─── Available records ───

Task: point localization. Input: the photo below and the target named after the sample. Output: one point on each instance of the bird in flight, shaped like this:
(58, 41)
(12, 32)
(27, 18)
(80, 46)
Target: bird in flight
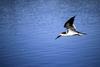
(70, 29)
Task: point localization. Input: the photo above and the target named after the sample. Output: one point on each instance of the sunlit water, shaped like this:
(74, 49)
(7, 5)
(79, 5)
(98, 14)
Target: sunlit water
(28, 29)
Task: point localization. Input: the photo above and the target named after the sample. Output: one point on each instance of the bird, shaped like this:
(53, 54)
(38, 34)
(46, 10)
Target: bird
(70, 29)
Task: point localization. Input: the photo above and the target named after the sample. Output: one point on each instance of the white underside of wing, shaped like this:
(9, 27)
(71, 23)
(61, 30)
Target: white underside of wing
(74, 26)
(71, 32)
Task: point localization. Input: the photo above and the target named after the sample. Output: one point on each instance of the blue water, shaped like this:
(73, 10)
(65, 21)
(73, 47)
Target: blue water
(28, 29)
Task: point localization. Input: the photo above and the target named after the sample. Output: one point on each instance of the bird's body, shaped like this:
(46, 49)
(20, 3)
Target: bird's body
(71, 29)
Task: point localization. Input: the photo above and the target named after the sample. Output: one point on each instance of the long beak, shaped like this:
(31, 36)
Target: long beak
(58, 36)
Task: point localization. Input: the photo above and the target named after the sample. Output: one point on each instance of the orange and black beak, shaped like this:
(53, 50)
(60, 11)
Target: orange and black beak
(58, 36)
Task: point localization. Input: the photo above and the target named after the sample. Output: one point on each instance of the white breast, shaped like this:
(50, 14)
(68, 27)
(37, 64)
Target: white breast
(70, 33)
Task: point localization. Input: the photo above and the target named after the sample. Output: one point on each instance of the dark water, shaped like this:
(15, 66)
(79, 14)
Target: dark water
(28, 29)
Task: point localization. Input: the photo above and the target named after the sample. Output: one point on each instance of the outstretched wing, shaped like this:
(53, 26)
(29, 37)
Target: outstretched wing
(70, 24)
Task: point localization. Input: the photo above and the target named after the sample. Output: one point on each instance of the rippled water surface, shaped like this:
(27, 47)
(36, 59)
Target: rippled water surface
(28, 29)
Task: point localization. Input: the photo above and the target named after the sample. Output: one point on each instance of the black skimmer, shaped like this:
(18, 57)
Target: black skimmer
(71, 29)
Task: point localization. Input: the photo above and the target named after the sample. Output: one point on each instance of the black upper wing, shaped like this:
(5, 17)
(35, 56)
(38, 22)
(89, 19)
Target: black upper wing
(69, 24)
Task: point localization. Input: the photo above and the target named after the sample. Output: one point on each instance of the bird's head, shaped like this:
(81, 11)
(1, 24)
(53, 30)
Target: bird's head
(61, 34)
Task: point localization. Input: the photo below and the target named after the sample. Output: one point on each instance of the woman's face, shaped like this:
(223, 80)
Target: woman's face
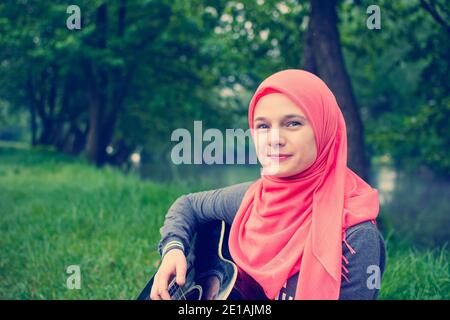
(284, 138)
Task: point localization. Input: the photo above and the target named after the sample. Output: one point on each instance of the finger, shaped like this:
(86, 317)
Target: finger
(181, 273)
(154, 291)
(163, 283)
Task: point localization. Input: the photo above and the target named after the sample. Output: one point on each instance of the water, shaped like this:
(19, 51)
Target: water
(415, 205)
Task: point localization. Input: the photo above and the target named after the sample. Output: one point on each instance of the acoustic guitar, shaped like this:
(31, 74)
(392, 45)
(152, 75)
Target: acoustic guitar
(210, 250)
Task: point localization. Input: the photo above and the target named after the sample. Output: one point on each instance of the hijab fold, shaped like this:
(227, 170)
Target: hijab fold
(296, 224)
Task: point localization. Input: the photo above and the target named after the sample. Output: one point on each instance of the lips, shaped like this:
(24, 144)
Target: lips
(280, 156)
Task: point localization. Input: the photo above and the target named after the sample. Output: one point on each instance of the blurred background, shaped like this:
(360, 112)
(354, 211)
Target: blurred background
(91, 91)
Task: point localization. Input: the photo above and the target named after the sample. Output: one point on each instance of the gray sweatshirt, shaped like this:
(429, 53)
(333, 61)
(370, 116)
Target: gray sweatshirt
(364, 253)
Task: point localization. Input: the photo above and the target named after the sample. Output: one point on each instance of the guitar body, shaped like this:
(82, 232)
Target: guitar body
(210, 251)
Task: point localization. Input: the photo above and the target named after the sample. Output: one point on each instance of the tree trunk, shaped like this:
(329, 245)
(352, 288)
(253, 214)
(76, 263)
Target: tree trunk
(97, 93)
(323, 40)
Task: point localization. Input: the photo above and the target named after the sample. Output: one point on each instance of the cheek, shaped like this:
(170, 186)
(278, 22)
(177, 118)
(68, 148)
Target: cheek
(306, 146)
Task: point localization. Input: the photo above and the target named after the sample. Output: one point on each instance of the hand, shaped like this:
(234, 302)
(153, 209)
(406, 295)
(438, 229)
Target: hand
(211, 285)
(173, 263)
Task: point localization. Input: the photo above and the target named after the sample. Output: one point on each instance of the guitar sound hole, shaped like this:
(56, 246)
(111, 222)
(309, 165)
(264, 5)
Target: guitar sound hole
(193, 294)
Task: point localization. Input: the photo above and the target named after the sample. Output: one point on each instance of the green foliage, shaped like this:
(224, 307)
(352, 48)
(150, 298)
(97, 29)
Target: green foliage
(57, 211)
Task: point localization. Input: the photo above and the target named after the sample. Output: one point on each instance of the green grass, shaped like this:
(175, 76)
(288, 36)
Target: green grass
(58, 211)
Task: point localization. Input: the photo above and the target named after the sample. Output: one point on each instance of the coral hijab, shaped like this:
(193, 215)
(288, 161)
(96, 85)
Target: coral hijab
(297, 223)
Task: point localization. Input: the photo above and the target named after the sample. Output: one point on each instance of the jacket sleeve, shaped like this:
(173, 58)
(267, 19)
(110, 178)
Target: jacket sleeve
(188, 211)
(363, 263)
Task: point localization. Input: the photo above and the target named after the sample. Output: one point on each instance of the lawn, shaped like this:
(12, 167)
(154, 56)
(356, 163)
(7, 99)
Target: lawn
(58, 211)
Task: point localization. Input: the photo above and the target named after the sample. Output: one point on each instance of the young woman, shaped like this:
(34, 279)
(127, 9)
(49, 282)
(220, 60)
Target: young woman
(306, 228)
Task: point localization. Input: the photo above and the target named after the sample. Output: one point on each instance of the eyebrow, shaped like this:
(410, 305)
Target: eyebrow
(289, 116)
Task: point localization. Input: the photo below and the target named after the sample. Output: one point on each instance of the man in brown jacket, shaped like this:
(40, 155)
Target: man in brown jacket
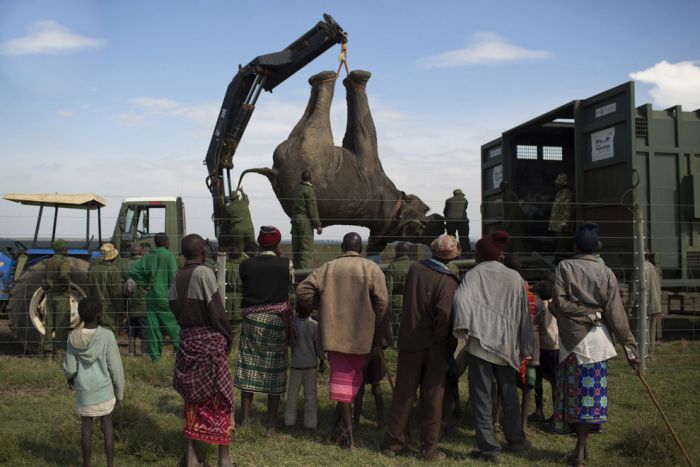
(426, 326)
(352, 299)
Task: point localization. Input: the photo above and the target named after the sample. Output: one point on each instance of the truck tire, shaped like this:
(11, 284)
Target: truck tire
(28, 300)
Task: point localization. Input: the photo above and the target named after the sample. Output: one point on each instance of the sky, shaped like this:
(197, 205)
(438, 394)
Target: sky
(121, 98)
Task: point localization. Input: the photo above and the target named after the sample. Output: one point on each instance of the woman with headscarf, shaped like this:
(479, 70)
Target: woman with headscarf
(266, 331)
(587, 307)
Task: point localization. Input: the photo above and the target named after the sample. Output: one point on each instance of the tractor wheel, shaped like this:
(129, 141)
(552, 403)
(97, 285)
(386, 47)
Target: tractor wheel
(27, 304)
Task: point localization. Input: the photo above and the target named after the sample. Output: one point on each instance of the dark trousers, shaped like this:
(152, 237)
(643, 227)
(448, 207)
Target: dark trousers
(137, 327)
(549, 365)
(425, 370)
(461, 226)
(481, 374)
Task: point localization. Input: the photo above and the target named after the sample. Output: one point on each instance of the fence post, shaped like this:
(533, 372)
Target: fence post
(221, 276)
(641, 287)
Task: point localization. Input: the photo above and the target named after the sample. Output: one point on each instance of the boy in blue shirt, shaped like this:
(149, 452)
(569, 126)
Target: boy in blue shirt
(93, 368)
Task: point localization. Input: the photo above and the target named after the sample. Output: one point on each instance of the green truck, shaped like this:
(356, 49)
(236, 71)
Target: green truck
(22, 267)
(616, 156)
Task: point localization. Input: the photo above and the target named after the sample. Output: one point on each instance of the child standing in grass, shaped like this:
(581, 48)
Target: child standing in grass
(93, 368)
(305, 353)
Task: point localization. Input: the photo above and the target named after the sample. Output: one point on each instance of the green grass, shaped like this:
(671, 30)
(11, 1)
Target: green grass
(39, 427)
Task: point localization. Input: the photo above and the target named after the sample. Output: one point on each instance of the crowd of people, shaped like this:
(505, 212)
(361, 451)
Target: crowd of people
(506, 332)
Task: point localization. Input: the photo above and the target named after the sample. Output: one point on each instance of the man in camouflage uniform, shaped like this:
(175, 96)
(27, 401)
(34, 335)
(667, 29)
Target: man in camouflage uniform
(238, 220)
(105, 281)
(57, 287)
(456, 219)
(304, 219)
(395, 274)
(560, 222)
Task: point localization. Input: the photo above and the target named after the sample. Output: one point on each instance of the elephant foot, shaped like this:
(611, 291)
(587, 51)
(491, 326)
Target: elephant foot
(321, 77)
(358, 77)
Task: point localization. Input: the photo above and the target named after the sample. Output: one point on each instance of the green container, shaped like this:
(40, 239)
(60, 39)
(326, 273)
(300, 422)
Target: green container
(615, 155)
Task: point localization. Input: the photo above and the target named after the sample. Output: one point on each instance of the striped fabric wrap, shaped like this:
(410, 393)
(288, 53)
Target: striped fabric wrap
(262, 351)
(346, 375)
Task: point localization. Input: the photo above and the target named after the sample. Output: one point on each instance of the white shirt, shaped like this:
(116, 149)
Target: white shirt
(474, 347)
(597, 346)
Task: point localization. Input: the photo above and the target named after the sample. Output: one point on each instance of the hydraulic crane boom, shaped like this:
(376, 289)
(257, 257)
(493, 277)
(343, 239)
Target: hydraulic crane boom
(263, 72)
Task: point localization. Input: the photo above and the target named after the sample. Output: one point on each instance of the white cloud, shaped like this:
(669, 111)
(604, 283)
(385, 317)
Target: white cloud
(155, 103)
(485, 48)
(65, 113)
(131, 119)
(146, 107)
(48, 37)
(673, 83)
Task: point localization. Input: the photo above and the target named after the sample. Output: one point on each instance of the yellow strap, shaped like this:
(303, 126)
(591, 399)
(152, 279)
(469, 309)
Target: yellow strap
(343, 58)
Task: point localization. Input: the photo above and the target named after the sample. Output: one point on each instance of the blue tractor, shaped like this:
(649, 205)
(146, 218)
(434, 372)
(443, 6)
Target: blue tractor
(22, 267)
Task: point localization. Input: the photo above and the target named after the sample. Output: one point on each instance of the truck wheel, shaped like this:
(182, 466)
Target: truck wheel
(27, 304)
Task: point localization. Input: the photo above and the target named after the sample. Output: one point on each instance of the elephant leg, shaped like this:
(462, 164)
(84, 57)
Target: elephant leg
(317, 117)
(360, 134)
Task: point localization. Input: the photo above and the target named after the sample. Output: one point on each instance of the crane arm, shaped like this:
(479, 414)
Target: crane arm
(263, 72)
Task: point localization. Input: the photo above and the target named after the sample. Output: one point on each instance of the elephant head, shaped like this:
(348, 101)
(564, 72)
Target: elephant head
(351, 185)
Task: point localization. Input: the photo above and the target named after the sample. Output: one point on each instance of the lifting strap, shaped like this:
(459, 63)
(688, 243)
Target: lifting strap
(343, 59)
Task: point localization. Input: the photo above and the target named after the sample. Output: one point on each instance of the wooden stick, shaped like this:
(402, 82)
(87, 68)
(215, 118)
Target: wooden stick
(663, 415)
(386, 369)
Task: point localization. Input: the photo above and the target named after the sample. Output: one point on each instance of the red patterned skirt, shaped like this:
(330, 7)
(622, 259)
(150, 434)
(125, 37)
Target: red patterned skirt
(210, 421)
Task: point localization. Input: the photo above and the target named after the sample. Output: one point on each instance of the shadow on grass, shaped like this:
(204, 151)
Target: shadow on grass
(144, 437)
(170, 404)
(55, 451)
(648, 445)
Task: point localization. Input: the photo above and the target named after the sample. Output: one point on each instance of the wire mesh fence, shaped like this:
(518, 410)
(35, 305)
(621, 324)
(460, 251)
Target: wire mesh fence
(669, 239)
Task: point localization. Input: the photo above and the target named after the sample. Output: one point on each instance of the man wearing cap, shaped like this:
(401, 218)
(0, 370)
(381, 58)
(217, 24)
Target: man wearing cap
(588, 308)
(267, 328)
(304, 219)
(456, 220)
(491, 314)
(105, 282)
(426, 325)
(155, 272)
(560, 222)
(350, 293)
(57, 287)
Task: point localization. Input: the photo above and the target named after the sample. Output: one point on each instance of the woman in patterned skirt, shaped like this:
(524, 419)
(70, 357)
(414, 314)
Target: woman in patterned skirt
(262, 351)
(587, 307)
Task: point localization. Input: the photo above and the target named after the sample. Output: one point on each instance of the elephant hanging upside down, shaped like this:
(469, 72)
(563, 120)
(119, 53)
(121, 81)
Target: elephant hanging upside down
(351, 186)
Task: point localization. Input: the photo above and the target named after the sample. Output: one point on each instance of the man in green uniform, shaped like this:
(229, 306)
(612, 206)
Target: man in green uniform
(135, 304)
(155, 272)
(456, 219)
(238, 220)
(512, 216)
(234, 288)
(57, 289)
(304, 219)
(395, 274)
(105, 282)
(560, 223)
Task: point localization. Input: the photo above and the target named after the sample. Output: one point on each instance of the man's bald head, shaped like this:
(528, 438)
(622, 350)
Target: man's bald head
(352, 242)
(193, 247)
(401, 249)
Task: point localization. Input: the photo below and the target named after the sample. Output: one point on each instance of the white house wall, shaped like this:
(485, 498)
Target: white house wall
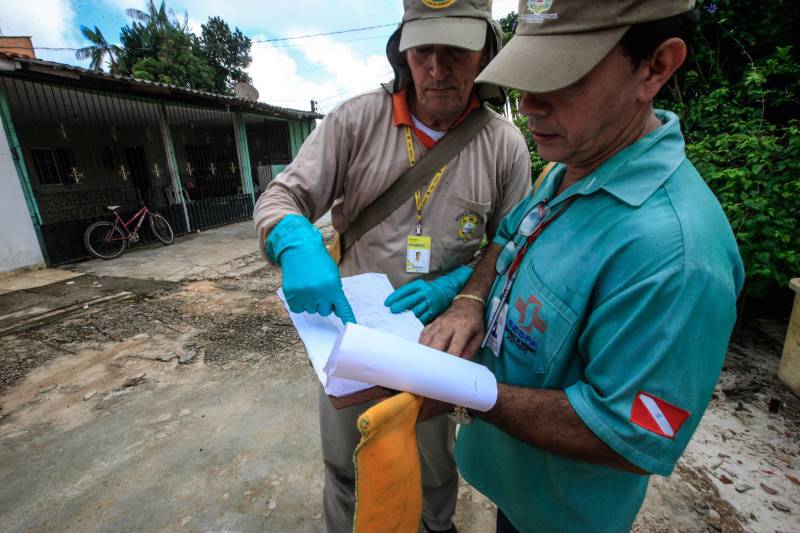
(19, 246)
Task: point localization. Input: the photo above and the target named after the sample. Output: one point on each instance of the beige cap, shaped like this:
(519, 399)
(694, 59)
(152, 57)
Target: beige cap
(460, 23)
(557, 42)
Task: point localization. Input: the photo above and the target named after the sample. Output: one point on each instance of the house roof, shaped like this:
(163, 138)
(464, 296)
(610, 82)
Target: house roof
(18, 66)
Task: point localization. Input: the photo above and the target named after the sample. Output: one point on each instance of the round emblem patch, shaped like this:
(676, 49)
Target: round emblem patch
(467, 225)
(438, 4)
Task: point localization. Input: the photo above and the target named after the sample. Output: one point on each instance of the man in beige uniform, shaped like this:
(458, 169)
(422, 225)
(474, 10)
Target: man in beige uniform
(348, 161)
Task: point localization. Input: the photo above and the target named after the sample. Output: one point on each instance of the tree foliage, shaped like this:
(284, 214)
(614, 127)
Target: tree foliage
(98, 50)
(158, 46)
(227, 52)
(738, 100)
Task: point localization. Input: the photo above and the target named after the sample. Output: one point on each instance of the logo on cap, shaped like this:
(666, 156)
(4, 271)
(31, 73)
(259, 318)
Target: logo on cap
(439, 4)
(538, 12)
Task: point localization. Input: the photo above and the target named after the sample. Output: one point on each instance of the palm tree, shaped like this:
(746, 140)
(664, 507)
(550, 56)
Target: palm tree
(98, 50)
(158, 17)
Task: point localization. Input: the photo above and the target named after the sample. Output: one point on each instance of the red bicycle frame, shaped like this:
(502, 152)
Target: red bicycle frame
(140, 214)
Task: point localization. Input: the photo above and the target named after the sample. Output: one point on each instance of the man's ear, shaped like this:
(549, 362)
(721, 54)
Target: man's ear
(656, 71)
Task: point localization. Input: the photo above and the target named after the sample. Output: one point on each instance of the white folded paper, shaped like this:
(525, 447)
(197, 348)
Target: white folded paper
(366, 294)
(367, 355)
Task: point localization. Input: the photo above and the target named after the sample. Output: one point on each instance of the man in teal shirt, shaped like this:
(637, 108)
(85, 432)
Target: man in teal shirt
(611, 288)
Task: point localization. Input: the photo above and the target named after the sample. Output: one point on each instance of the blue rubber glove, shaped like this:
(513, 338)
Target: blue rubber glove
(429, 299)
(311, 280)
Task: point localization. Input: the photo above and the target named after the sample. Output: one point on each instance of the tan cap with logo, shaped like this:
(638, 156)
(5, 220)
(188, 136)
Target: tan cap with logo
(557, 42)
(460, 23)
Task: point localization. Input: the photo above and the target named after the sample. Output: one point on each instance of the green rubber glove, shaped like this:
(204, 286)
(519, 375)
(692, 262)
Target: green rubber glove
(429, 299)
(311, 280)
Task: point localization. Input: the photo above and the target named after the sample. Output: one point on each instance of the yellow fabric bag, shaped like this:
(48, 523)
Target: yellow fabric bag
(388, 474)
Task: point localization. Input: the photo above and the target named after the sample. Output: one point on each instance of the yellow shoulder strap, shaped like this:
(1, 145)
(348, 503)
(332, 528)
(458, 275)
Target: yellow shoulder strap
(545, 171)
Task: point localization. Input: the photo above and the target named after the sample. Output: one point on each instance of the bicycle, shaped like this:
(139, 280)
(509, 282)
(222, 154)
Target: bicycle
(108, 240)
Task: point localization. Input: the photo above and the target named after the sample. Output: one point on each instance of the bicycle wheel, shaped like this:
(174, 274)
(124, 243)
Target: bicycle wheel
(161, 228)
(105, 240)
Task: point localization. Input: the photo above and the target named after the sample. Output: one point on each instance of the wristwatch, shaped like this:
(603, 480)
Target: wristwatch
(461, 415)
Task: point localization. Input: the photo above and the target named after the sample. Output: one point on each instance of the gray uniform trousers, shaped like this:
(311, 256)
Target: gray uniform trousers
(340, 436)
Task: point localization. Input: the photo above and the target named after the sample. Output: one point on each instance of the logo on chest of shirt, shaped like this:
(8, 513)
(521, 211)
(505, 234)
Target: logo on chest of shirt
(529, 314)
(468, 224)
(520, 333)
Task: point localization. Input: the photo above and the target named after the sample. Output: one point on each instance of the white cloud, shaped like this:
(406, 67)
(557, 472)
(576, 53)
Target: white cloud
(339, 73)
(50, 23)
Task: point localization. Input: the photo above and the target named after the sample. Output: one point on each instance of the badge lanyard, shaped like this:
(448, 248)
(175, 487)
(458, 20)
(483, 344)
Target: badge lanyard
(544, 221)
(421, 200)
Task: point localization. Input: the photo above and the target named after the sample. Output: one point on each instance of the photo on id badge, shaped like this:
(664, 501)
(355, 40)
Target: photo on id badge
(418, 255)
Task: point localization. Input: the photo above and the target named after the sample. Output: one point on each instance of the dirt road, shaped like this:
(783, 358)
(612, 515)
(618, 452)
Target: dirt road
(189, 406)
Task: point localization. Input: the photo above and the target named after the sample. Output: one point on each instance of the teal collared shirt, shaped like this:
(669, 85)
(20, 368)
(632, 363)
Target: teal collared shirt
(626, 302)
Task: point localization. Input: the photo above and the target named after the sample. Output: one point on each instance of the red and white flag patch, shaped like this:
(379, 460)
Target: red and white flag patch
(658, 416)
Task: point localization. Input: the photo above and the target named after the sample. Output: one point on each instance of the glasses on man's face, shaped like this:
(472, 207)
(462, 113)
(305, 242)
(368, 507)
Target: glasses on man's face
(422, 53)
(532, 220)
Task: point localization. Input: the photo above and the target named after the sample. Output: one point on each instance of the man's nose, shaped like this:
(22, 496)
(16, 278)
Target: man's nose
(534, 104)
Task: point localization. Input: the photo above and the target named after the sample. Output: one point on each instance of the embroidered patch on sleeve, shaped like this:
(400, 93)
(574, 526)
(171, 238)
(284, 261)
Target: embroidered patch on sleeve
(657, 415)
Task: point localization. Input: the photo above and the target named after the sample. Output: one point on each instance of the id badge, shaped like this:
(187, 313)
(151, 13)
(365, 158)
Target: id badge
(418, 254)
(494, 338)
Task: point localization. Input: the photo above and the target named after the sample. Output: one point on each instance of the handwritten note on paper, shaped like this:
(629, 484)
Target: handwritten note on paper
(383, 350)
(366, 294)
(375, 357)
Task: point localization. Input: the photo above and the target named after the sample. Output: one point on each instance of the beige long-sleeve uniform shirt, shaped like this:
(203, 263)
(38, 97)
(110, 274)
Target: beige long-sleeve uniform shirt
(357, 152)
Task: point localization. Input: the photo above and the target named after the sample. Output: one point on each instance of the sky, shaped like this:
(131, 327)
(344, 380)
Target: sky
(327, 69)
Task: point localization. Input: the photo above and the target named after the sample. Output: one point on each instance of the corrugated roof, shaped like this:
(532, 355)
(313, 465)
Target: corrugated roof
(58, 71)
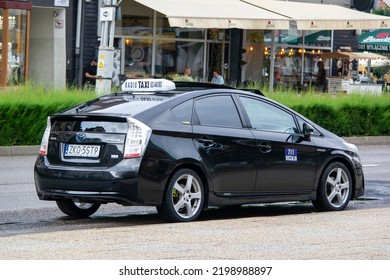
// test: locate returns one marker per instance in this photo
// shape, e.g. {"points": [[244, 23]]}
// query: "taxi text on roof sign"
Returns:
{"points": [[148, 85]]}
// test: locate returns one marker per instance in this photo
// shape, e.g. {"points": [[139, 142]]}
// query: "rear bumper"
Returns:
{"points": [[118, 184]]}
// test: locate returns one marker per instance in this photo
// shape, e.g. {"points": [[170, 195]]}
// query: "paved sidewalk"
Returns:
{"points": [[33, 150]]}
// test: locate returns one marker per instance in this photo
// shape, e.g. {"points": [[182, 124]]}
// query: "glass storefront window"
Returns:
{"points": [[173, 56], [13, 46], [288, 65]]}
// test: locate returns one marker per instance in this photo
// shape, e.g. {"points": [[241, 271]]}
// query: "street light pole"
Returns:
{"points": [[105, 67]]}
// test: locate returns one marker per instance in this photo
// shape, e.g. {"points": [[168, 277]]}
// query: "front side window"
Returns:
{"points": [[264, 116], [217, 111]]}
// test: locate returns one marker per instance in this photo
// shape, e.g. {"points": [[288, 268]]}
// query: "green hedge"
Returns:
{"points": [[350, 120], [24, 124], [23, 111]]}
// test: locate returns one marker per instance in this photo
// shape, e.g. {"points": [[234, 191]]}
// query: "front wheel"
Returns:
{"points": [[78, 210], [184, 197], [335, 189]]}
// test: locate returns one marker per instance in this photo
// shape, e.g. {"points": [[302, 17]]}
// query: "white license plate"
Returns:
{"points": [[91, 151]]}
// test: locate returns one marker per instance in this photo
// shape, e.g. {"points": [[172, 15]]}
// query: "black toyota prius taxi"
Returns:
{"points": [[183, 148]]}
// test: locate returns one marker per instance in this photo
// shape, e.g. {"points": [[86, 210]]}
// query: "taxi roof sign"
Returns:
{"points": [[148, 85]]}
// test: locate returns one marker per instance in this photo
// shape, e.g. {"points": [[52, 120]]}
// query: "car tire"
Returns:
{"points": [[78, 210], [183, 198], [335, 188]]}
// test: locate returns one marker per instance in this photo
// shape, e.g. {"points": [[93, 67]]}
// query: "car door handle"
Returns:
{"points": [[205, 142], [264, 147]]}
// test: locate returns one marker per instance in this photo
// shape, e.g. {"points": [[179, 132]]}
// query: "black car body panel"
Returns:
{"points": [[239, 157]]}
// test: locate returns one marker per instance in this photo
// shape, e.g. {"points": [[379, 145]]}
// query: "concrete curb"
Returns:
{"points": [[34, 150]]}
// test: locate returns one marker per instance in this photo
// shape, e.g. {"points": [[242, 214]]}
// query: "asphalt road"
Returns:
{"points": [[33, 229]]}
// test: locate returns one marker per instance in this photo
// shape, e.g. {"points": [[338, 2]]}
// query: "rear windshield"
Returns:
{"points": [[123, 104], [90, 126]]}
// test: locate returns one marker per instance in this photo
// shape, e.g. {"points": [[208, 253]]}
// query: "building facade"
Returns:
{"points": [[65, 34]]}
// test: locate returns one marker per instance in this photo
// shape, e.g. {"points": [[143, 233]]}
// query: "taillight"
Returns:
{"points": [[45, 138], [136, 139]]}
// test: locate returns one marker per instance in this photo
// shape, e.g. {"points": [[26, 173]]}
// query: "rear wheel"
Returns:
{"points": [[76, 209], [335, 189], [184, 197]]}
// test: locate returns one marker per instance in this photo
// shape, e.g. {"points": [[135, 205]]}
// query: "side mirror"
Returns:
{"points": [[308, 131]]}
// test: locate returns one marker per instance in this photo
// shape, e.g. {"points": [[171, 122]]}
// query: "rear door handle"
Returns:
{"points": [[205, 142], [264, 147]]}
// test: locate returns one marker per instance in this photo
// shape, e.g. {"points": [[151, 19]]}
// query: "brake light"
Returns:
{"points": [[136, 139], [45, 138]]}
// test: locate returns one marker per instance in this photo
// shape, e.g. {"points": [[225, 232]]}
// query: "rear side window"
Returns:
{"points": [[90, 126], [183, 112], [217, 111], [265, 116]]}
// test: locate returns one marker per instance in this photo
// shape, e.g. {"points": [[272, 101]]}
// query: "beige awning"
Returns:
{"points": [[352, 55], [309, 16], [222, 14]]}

───

● **The problem**
From the data above, copy out every line with the string "rear" in it.

● **Exercise response**
// query: "rear bumper"
// query: "rear windshield"
// query: "rear wheel"
// query: "rear door handle"
// query: "rear side window"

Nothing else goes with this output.